# ASSIGNMENT:
Find the lines below holding the word "store" and copy each of them.
[RECORD SET — start]
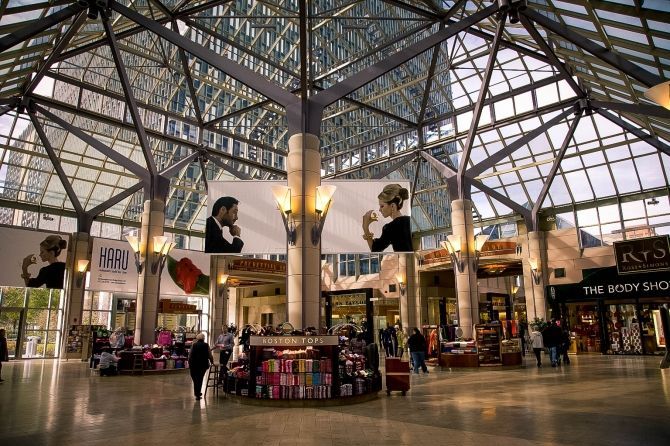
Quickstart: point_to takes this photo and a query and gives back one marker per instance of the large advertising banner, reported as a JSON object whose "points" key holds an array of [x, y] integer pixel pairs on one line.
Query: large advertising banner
{"points": [[360, 209], [33, 259], [255, 228], [112, 266], [185, 273], [364, 216]]}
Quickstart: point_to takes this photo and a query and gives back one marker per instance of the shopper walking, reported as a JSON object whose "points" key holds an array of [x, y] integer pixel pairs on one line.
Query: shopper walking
{"points": [[199, 359], [4, 352], [565, 343], [552, 340], [537, 344], [225, 343], [417, 349], [523, 329]]}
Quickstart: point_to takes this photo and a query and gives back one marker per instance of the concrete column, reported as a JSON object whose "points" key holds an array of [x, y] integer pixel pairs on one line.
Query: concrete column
{"points": [[411, 310], [304, 259], [466, 280], [80, 249], [535, 302], [148, 283]]}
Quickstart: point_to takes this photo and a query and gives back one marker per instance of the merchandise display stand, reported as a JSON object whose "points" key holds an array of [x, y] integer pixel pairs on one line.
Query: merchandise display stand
{"points": [[488, 344], [302, 371]]}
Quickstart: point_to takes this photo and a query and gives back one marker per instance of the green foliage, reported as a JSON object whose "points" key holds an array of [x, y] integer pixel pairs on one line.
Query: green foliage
{"points": [[539, 324]]}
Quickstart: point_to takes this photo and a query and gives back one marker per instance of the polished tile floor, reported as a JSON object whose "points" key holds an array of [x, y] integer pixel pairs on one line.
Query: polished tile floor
{"points": [[598, 400]]}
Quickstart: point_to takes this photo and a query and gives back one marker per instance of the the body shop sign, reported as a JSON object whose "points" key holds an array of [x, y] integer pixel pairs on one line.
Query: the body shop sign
{"points": [[644, 254]]}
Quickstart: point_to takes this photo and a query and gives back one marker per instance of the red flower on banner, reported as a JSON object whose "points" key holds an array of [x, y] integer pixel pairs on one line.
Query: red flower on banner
{"points": [[187, 275]]}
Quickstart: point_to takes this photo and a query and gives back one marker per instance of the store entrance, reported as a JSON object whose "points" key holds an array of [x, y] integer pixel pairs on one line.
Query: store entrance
[RECORD SET — finish]
# RESPONSE:
Quickstart: point_to takes this photo and a query and gives back one marker per instance of the store entrance, reported as a JSON object whose "points" key holds an array of [x, y] integer pixel pairs on one line.
Query: store entrance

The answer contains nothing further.